- TASK PROMPT
The entries below need to be transcribed exactly, without their images.

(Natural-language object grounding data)
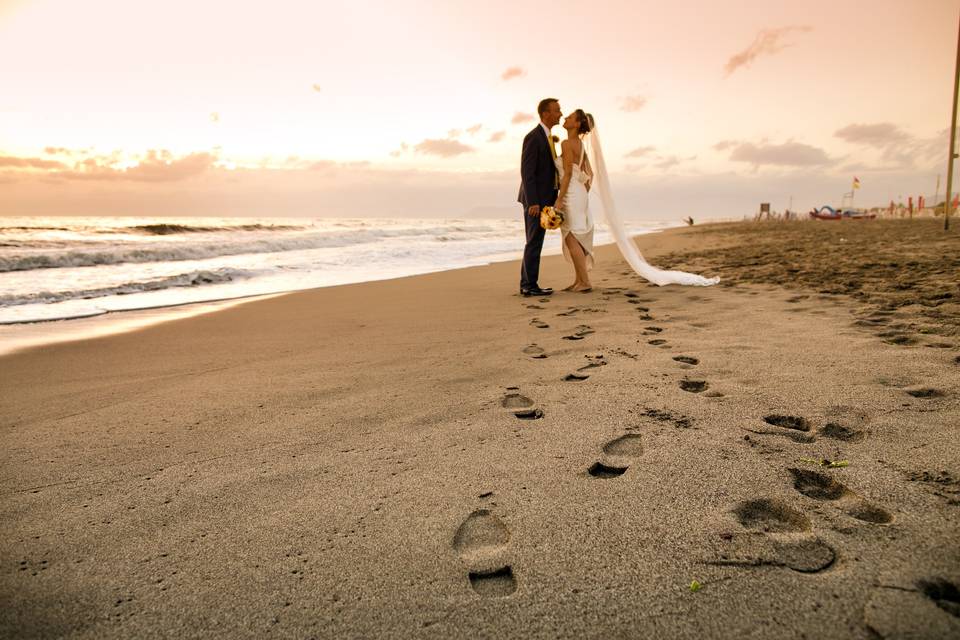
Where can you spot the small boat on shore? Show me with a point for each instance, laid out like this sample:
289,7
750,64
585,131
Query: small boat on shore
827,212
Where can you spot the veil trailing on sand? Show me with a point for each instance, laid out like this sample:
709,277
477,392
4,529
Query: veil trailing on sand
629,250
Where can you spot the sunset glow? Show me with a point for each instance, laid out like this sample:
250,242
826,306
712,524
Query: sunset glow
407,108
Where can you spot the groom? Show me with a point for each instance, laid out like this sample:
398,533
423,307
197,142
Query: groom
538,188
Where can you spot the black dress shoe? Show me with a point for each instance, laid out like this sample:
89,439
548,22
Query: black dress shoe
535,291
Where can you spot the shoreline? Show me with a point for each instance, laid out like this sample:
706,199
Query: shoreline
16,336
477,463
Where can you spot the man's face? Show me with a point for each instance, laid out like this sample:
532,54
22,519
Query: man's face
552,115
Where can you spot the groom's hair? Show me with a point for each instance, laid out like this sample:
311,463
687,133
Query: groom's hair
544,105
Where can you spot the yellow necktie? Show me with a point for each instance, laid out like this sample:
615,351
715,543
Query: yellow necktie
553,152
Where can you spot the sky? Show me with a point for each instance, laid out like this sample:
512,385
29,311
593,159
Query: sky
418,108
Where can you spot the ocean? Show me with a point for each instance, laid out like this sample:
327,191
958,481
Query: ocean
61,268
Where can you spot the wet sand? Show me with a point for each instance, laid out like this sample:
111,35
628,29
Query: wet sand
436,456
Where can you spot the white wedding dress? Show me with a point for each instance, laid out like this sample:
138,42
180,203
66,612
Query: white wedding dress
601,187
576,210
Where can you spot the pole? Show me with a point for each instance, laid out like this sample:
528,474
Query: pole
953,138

- EXERCISE RESULT
Where can you spot the small boat on shore? Show me with a point for each instance, laid out like this sample:
289,7
750,64
585,131
Query: small boat on shore
827,212
Where can you spot the veil trailing on sand? Show me with a point for each instance, laid out like this sample:
709,277
477,392
4,529
Query: veil trailing on sand
629,250
Where can you spot the sunset glow? Show me with a point for each instance, laid out like this sample:
250,242
826,306
712,524
Query: sunset glow
407,108
Where can you spot the groom? Show me with a point for each instance, laid out like this sample:
398,533
423,307
197,142
Query: groom
538,188
Where can you spot the black dress shoe? Show me with a point for each instance, laid out like this sample:
89,439
548,22
Query: black dress shoe
535,291
Where can you spot the shoreline? Show me with a point for each instance, laid out like this sample:
706,199
Query: shoreline
16,336
477,463
Where can you spot the man's face? Show me with a point for each instance, laid out like this sample:
532,54
22,519
Query: man's face
552,115
Where can you spot the groom's hair? Show me with a point for each instance, laid out like this sample:
311,463
687,133
Query: groom's hair
544,105
Where can you spot the yellow necktie? Show me with a point for each instance, laid out like this sample:
615,351
715,543
Query: yellow necktie
553,152
Where can you spot the sky? Show me with a point for each instance, laid out like this sample:
512,385
29,311
593,159
Query: sky
418,108
Where can you spot the ocean? Show me with a point for each instance, laid out like this sample:
327,191
958,481
Query: ocean
61,268
Where can you spot the wet sand? Show me with a point for each instance, laid out like this sample:
111,35
628,29
Query: wet sand
436,456
Where can you spot the white wedding dress? Show me with a point for each instance, laid out like this sample:
138,42
180,203
66,612
Query: white wedding dress
601,187
576,210
Where can you spot the pole? Show me with a point for each instance, laid out like this sample:
528,474
Query: pole
953,138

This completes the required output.